_Instructions to follow_
Copy the lines of the material below, substituting "coordinate pairs" for each occurrence of "vertex pairs" and changing nothing else. Leave the pictures out.

--*--

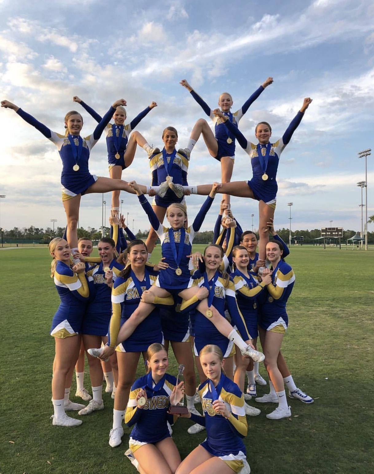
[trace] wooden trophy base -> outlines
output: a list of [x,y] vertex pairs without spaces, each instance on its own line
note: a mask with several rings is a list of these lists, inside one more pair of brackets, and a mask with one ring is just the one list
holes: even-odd
[[183,405],[170,405],[169,411],[171,415],[187,415],[188,410]]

--*--

_Answer to the exercise_
[trace] wooden trophy base -> outlines
output: a list of [x,y] coordinate pairs without spaces, each instance on its own line
note: a mask with several rings is a list of these lists, inside one more pair of brackets, and a mask with one ring is just the one list
holes: even-odd
[[183,405],[170,405],[169,411],[171,415],[187,415],[188,410]]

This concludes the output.